• [Exercise]:
Transcribe all of the records, leaving out any pictures.

• [Data]:
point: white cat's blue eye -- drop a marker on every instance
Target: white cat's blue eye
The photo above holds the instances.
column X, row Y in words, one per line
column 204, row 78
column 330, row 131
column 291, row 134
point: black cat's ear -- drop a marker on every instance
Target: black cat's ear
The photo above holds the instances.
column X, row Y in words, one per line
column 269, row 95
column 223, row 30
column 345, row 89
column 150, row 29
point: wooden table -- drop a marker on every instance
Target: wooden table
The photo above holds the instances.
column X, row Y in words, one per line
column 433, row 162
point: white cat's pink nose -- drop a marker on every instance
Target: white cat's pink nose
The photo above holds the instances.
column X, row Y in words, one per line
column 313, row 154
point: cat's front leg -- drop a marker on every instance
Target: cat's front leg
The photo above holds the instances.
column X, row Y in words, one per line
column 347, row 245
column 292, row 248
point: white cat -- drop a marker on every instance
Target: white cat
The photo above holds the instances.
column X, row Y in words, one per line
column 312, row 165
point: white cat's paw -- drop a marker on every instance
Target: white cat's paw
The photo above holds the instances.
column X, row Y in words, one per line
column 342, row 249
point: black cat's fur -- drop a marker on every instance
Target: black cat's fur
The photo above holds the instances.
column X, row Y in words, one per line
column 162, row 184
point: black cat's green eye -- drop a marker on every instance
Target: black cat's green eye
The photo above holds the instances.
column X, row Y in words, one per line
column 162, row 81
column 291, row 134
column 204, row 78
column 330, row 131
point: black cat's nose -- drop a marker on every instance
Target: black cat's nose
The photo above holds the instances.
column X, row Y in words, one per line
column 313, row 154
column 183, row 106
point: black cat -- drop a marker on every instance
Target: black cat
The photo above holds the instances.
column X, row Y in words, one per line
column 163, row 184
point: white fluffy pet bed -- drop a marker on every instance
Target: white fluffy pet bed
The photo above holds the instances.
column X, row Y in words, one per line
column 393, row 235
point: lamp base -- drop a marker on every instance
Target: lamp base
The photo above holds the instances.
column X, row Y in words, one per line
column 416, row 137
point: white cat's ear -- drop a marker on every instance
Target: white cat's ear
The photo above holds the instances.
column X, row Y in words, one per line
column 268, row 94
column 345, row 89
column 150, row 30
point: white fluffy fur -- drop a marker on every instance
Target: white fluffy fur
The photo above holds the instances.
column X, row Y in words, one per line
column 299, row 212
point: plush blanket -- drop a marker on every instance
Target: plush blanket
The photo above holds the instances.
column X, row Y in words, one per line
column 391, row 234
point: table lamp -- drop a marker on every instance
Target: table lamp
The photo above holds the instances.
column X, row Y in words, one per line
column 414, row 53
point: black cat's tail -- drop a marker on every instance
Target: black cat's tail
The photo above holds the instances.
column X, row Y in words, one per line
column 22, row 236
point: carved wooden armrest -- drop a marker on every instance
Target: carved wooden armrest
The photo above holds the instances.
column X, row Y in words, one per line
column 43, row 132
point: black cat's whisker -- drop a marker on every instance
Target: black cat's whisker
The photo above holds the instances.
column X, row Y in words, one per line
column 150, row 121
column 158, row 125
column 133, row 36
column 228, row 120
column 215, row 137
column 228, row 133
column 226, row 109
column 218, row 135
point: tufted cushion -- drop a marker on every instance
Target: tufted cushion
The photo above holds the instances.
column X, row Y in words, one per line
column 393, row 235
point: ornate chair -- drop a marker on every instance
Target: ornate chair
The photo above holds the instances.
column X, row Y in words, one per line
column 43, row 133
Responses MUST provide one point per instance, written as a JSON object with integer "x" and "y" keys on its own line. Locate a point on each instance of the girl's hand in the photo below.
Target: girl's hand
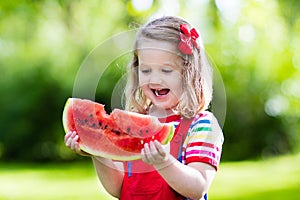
{"x": 156, "y": 154}
{"x": 71, "y": 141}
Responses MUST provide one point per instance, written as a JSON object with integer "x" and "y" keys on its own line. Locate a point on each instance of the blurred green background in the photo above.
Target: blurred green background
{"x": 254, "y": 44}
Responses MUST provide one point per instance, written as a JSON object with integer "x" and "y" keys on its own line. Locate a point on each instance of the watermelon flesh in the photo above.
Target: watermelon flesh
{"x": 119, "y": 136}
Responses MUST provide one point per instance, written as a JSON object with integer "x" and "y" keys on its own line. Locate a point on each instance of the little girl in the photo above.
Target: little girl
{"x": 169, "y": 78}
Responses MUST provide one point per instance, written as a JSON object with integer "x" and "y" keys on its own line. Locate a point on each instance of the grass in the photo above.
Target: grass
{"x": 276, "y": 178}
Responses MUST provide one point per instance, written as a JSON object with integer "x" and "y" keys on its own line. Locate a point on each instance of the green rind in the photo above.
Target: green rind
{"x": 65, "y": 120}
{"x": 170, "y": 135}
{"x": 65, "y": 114}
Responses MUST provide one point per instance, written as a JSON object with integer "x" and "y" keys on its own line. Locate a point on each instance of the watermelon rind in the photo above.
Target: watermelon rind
{"x": 69, "y": 103}
{"x": 126, "y": 157}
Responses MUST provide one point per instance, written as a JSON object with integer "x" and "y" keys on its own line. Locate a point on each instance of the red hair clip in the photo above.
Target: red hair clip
{"x": 188, "y": 39}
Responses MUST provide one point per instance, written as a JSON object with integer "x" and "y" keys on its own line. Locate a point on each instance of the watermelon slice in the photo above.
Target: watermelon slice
{"x": 119, "y": 136}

• [Expected answer]:
point: white cat's blue eye -- drop a marker on every instance
Target: white cat's blue eye
The photo above holds the instances.
column X, row Y in words, one per line
column 204, row 78
column 330, row 131
column 291, row 134
point: black cat's ear -- drop a marker on every instance
Target: black cat's ear
The photo above holds the instances.
column X, row Y in words, one per line
column 269, row 95
column 223, row 30
column 345, row 89
column 150, row 29
point: wooden table -- drop a marker on every instance
Target: wooden table
The photo above holds the instances.
column X, row Y in words, one per line
column 433, row 162
point: white cat's pink nose -- drop a marker on every instance
Target: white cat's pink nose
The photo above holds the instances.
column X, row Y in words, one per line
column 313, row 154
point: cat's front leg -- drop a marker on every instance
Target: cat's front leg
The photo above holds the instances.
column X, row Y in words, one per line
column 347, row 245
column 292, row 248
point: white cat -- drop a marker on every instance
Target: white cat
The photo above holds the instances.
column X, row Y in words, one per line
column 312, row 165
point: white cat's paw -- drop a marker on every instance
Target: white cat's paw
The photo above holds the instances.
column X, row Y in words, one per line
column 342, row 249
point: black cat's fur -- drop a marker on every instance
Target: black cat's fur
The photo above holds the instances.
column X, row Y in words, one per line
column 162, row 184
point: black cat's green eye -- drop a marker on every instance
Target: black cat's green eye
The photo above holds the instances.
column X, row Y in words, one per line
column 162, row 81
column 291, row 134
column 204, row 78
column 330, row 131
point: black cat's nose -- drop a marker on every instance
Target: black cat's nose
The photo above holds the instances.
column X, row Y in words, one per line
column 313, row 154
column 183, row 106
point: black cat -- drop a marker on every instance
Target: black cat
The photo above holds the instances.
column X, row Y in words, one per line
column 163, row 184
point: white fluffy pet bed -- drop a marker on every instance
Target: white fluffy pet bed
The photo above holds the instances.
column X, row Y in words, one per line
column 393, row 235
point: lamp base -- drop a marker on every instance
Target: lamp base
The photo above holds the instances.
column X, row Y in words, one per line
column 416, row 137
point: white cat's ear -- drop a marker on every instance
Target: white cat's ear
The photo above holds the instances.
column X, row Y in words, one per line
column 268, row 94
column 345, row 89
column 150, row 30
point: white fluffy fur -- drop a marker on every instance
Target: white fluffy fur
The photo above holds the instances.
column X, row Y in words, one per line
column 299, row 212
point: plush blanket -- drop a marker on every instance
Target: plush blanket
The photo above holds the instances.
column X, row Y in words, one per line
column 391, row 234
point: table lamp -- drop a marker on every instance
Target: table lamp
The photo above holds the instances.
column X, row Y in words, one per line
column 414, row 53
point: black cat's tail -- drop a marker on every instance
Target: black cat's tail
The photo above holds the instances.
column X, row Y in words, one per line
column 22, row 236
point: carved wooden armrest -- drop a marker on every instance
Target: carved wooden armrest
The photo above holds the instances.
column X, row Y in words, one per line
column 43, row 132
point: black cat's whisker -- drop a marker on every instance
Target: black cat's whisker
The photo above holds the instances.
column X, row Y in words, one per line
column 150, row 121
column 158, row 125
column 133, row 36
column 228, row 120
column 215, row 137
column 228, row 133
column 226, row 109
column 218, row 135
point: tufted cushion -- drop a marker on every instance
Target: tufted cushion
The photo above holds the instances.
column X, row Y in words, one per line
column 393, row 235
point: ornate chair -- drop a marker on every instance
Target: ornate chair
The photo above holds the instances.
column X, row Y in words, one per line
column 43, row 133
Responses MUST provide one point per instance, written as a JSON object with integer "x" and "y" keys on its own line. Locate a point on each instance of the girl's hand in the photo below.
Target: girl's hand
{"x": 156, "y": 154}
{"x": 71, "y": 141}
Responses MUST provide one point per instance, written as a JSON object with integer "x" and "y" keys on its own line. Locate a point on each instance of the blurred green background in the photo above.
Target: blurred green background
{"x": 254, "y": 44}
Responses MUST provide one point per instance, written as a JSON object with integer "x" and "y" keys on its own line. Locate a point on each instance of the watermelon flesh in the photo above.
Target: watermelon flesh
{"x": 119, "y": 136}
Responses MUST provide one point per instance, written as a JSON object with integer "x" and "y" keys on its own line. Locate a point on each instance of the little girl in the photo above.
Target: little girl
{"x": 169, "y": 78}
Responses MUST provide one point per instance, written as a JSON object with integer "x" and "y" keys on its own line. Locate a point on each instance of the grass in the photo above.
Target: grass
{"x": 276, "y": 178}
Responses MUST provide one point per instance, written as a JSON object with integer "x" and "y" keys on its own line. Locate a point on each instance of the green rind in the photo above.
Target: green rind
{"x": 65, "y": 120}
{"x": 170, "y": 135}
{"x": 65, "y": 114}
Responses MUST provide one point per instance, written as a JSON object with integer "x" and "y" keys on its own line. Locate a point on each instance of the watermelon rind in the photo above.
Target: watermelon rind
{"x": 69, "y": 103}
{"x": 126, "y": 157}
Responses MUST provide one point per instance, written as a JSON object with integer "x" and "y" keys on its own line. Locate a point on each instance of the red hair clip in the photo above.
Target: red hair clip
{"x": 188, "y": 39}
Responses MUST provide one point per instance, written as a JSON object with integer "x" and "y" keys on its own line. Locate a point on each instance of the watermelon slice in the photo above.
Target: watermelon slice
{"x": 119, "y": 136}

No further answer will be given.